**Stated problem**
Give the records below as a JSON list of strings, with one string per line and no blank lines. Leave the pictures out.

Extracted records:
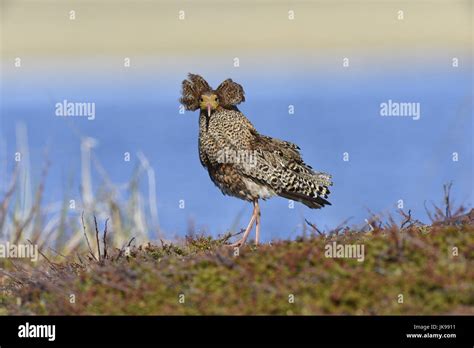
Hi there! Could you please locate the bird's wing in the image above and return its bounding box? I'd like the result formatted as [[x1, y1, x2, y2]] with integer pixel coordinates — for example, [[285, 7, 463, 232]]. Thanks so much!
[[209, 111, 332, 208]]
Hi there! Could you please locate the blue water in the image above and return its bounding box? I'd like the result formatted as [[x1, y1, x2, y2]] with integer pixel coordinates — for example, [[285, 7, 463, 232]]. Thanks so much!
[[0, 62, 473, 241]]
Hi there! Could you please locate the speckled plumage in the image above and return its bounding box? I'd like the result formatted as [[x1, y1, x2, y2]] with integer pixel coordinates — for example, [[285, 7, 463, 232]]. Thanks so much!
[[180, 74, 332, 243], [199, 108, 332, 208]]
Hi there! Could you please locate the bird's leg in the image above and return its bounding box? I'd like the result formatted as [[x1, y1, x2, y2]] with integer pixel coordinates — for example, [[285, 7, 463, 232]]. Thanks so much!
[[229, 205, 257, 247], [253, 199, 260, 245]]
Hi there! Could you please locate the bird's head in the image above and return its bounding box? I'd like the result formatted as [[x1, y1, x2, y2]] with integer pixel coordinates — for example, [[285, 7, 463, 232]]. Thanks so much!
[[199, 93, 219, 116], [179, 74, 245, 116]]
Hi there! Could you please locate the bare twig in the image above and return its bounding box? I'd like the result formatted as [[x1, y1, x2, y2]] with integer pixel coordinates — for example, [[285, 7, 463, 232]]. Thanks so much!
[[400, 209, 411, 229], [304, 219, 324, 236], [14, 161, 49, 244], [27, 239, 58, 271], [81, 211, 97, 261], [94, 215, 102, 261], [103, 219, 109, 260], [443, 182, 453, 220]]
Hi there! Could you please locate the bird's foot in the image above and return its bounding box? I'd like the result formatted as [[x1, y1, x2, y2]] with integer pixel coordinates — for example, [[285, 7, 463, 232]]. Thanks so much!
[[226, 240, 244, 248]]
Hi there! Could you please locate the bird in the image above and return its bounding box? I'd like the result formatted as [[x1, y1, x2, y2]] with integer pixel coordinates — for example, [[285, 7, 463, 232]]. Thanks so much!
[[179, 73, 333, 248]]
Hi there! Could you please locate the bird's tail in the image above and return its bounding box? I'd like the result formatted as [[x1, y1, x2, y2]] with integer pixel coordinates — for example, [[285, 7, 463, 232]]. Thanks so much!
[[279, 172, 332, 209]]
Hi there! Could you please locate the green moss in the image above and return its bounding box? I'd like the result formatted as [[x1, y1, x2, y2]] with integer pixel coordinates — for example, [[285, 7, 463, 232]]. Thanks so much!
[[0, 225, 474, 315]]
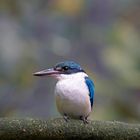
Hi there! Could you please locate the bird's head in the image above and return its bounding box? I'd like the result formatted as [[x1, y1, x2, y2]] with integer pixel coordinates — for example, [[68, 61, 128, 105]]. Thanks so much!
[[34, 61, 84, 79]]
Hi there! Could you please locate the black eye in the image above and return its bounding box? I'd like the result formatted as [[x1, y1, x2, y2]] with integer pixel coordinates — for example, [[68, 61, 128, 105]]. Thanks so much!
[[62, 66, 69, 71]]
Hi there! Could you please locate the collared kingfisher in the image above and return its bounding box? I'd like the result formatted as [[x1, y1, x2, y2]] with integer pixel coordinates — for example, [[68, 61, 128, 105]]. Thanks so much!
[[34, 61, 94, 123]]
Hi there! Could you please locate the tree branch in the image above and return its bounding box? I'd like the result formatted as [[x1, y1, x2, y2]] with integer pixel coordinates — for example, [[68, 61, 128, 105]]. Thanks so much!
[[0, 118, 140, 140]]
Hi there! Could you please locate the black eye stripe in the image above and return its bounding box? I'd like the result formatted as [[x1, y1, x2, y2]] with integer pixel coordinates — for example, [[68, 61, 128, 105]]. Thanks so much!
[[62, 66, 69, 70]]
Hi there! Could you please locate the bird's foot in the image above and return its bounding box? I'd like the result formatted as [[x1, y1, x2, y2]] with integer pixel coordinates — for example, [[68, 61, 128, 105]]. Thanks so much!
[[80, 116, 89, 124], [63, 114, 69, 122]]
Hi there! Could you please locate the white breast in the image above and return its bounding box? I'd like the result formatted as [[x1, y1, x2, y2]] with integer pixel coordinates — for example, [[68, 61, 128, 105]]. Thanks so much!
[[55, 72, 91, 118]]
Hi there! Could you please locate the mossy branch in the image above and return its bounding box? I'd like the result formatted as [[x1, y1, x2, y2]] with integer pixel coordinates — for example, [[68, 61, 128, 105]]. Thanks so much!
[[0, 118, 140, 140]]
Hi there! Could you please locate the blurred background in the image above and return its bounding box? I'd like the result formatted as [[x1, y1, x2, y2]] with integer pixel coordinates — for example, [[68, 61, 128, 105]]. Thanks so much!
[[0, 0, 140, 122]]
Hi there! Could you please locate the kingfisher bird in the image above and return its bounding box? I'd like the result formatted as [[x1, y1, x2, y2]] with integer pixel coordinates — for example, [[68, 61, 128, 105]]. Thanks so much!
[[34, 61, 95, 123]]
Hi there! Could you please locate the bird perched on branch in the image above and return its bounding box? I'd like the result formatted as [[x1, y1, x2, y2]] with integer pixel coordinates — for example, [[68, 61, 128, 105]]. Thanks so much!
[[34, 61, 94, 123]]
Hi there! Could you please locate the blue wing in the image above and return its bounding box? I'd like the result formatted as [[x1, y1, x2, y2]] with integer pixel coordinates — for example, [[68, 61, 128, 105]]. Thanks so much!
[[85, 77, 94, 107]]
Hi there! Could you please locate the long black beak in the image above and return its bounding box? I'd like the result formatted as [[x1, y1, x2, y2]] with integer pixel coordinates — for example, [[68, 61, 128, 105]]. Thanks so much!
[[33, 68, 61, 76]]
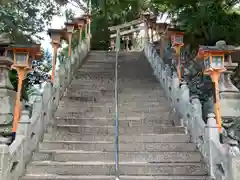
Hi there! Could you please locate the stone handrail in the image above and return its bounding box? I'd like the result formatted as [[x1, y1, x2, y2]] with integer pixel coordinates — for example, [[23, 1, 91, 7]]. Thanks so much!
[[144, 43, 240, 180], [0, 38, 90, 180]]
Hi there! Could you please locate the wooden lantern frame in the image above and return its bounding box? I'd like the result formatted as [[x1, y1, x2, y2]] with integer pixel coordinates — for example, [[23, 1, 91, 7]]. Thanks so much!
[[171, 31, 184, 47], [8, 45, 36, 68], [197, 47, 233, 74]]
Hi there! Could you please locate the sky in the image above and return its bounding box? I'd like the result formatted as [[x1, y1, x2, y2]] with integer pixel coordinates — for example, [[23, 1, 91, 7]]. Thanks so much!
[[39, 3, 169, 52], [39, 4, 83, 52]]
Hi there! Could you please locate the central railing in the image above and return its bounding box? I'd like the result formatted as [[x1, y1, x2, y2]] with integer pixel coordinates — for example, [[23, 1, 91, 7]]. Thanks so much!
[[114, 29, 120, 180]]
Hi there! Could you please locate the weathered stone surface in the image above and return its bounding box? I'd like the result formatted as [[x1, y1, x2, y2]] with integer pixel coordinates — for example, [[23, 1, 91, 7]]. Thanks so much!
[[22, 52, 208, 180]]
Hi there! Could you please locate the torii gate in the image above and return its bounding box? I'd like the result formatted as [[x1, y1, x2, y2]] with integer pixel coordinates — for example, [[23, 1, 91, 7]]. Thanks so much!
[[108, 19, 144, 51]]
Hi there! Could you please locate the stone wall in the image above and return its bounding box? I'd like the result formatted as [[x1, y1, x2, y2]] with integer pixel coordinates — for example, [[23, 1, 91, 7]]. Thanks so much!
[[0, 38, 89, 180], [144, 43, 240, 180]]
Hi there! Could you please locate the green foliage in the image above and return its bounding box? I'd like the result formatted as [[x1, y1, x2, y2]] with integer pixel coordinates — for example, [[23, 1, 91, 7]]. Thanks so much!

**Full answer**
[
  "Hi there! Could you please locate the bird's wing in the image above and return its bounding box? I'd like the result formatted as [[x1, y1, x2, y2]] with integer pixel coordinates — for example, [[285, 7, 463, 232]]. Thanks so much!",
  "[[209, 111, 332, 208]]",
  "Hi there! Could you please locate the blue water in the image above and return its bounding box? I'd like the result formatted as [[x1, y1, x2, y2]] with integer pixel coordinates — for example, [[285, 7, 463, 232]]. Thanks so much!",
  "[[0, 62, 473, 241]]",
  "Hi there! Could you please locate the speckled plumage in the image above and return its bounding box? I'd like the result formatted as [[x1, y1, x2, y2]] with integer pixel coordinates — for example, [[285, 7, 463, 232]]. Thanks so much!",
  "[[180, 74, 332, 243], [199, 108, 332, 208]]",
  "Hi there! Could you please locate the bird's leg in the image above and return its bounding box? I'd like the result formatted as [[x1, y1, x2, y2]] with integer pixel coordinates — for example, [[285, 7, 463, 232]]. Thanks so much!",
  "[[229, 205, 257, 247], [253, 199, 260, 245]]",
  "Hi there! Could you please locate the bird's head in the image above and return its bounding box? I'd like the result formatted as [[x1, y1, x2, y2]] with integer pixel coordinates — for example, [[285, 7, 463, 232]]. Thanks so much!",
  "[[199, 93, 219, 116], [179, 74, 245, 116]]",
  "Hi there! Could you please locate the bare twig in the image above and return its bounding box? I'd like the result formatted as [[x1, y1, x2, y2]] with integer pixel coordinates — for example, [[285, 7, 463, 232]]. Thanks so much!",
  "[[400, 209, 411, 229], [304, 219, 324, 236], [14, 161, 49, 244], [27, 239, 58, 271], [81, 211, 97, 261], [94, 215, 102, 261], [103, 219, 109, 260], [443, 182, 453, 220]]",
  "Hi there! Could you please locate the bird's foot in the image above and return its bounding box? I'd like the result formatted as [[x1, y1, x2, y2]] with integer pixel coordinates — for example, [[285, 7, 463, 232]]. Thanks so much!",
  "[[226, 240, 244, 248]]",
  "Hi there! Could you please locate the bird in the image above and return its bounding box? I'd like the result formatted as [[x1, y1, x2, y2]] with integer pixel coordinates — for example, [[285, 7, 463, 232]]. Thanks so much!",
  "[[179, 73, 333, 248]]",
  "Hi there! Could you please locate the bird's tail in the image above and return its bounding box? I'd like the result formatted as [[x1, y1, x2, y2]] with integer pixel coordinates — for example, [[285, 7, 463, 232]]. Thanks so much!",
  "[[279, 172, 332, 209]]",
  "Hi there! Could you please locate the green moss in the image above and return its bounding box? I'd like the result formatted as [[x1, y1, x2, y2]] with integer pixel coordinates — for example, [[285, 7, 463, 232]]. Thanks so much!",
  "[[0, 225, 474, 315]]",
  "Hi there! Could you please locate the bird's head in the image above and return its bounding box? I'd like the result formatted as [[x1, y1, x2, y2]] with integer pixel coordinates — for example, [[68, 61, 128, 105]]. Thanks so much!",
  "[[34, 61, 84, 79]]",
  "Hi there! Could you please locate the black eye in the image above and return its bounding box? I'd like the result formatted as [[x1, y1, x2, y2]] with integer pixel coordinates — for example, [[68, 61, 128, 105]]. Thanks so much!",
  "[[62, 66, 69, 71]]",
  "Hi there! Could you please locate the collared kingfisher in the image above and return its bounding box? I'd like the result formatted as [[x1, y1, x2, y2]] with integer pixel coordinates — for example, [[68, 61, 128, 105]]. Thanks so much!",
  "[[34, 61, 94, 123]]",
  "Hi there! Could you please locate the tree branch in the image above and return its bounding box? I'd like the result formatted as [[x1, y1, x2, y2]] with integer pixel coordinates — for example, [[68, 61, 128, 105]]. Thanks so much!",
  "[[0, 118, 140, 140]]",
  "Hi there! Could you please locate the black eye stripe in the image above and return its bounding box? I'd like the result formatted as [[x1, y1, x2, y2]] with integer pixel coordinates — for example, [[68, 61, 128, 105]]. Thanks so much!",
  "[[62, 66, 69, 70]]",
  "Hi there! Could you please locate the bird's foot in the image above and return its bounding box? I'd like the result formatted as [[x1, y1, x2, y2]] with integer pixel coordinates — for example, [[68, 61, 128, 105]]. Thanks so much!",
  "[[80, 116, 89, 124], [63, 114, 69, 122]]",
  "Hi there! Could you please locate the white breast in the image above and return its bounding box? I'd like the result formatted as [[x1, y1, x2, y2]] with integer pixel coordinates — for example, [[68, 61, 128, 105]]. Thanks so much!",
  "[[55, 72, 91, 118]]",
  "Hi there! Could you please locate the mossy branch in the image above and return its bounding box? I'd like the result formatted as [[x1, y1, x2, y2]] with integer pixel coordinates — for example, [[68, 61, 128, 105]]. Thanks so much!",
  "[[0, 118, 140, 140]]",
  "Hi there! Could you please locate the blurred background in the image above and return its bounding box? I'd like the result formatted as [[x1, y1, x2, y2]] with integer pixel coordinates — for example, [[68, 61, 128, 105]]. Thanks so much!",
  "[[0, 0, 140, 122]]",
  "Hi there! Could you please locate the kingfisher bird in the image above and return its bounding box? I'd like the result formatted as [[x1, y1, x2, y2]] with integer pixel coordinates — for example, [[68, 61, 128, 105]]. Thanks so much!",
  "[[34, 61, 95, 123]]",
  "Hi there! Could you please locate the bird perched on branch in the image above and return its bounding box? I'd like the result formatted as [[x1, y1, x2, y2]] with integer pixel coordinates — for example, [[68, 61, 128, 105]]. Thanks so much!",
  "[[34, 61, 94, 123]]",
  "Hi there! Could you please locate the blue wing in the image above and return its bounding box? I'd like the result formatted as [[x1, y1, x2, y2]] with integer pixel coordinates — for example, [[68, 61, 128, 105]]. Thanks so much!",
  "[[85, 77, 94, 107]]",
  "Hi there! Could you please locate the long black beak in the image above and return its bounding box? I'd like the result formatted as [[x1, y1, x2, y2]] with integer pixel coordinates — for example, [[68, 61, 128, 105]]. Thanks so much!",
  "[[33, 68, 61, 76]]",
  "Hi there! Could you please locate the stone handrail in the image above and return its bounding box? I'd like the result formatted as [[x1, y1, x2, y2]] with integer pixel coordinates — for example, [[23, 1, 91, 7]]. Thanks so much!",
  "[[144, 43, 240, 180], [0, 38, 90, 180]]",
  "Hi there! Could you please locate the wooden lantern frame in the image above and return its bounding box? I'd like the result formatted as [[x1, y1, x2, y2]] with integer pixel coordinates — for example, [[23, 1, 91, 7]]. Thanks so much!",
  "[[171, 31, 184, 47], [8, 45, 36, 68], [197, 47, 233, 74]]",
  "Hi there! Could you please locate the sky in the image above and return its bounding box? I'd like the result formatted as [[x1, y1, x2, y2]] with integer pixel coordinates — for example, [[23, 1, 91, 7]]. Thanks so much!",
  "[[39, 3, 169, 52], [39, 4, 83, 52]]",
  "Hi there! Could you please locate the central railing in the image above and return its bounding box? I'd like the result formatted as [[x1, y1, x2, y2]] with integer pixel coordinates — for example, [[23, 1, 91, 7]]. Thanks so much!",
  "[[114, 29, 120, 180]]",
  "Hi there! Could you please locate the weathered stone surface in the image above and return its bounding box? I'd like the result formatted as [[x1, y1, x2, y2]] with integer pixel coordinates — for example, [[23, 1, 91, 7]]. Thanks so much!",
  "[[22, 52, 208, 180]]",
  "Hi there! Could you please locate the torii gate in the image above and return its bounding box? I'd like the result formatted as [[x1, y1, x2, y2]] with integer pixel coordinates — for example, [[23, 1, 91, 7]]. Thanks so much!",
  "[[108, 19, 144, 51]]",
  "Hi there! Could you please locate the stone wall in the image above and return its bounding box? I'd like the result formatted as [[x1, y1, x2, y2]] with integer pixel coordinates — for example, [[23, 1, 91, 7]]. Thanks so much!",
  "[[0, 38, 89, 180], [144, 43, 240, 180]]",
  "Hi there! Could you please locate the green foliage in the image above and return its bounding box? I'd like the result formatted as [[x1, y1, x2, y2]] with integer pixel coordinates — for example, [[23, 1, 91, 7]]. Thanks so much!"
]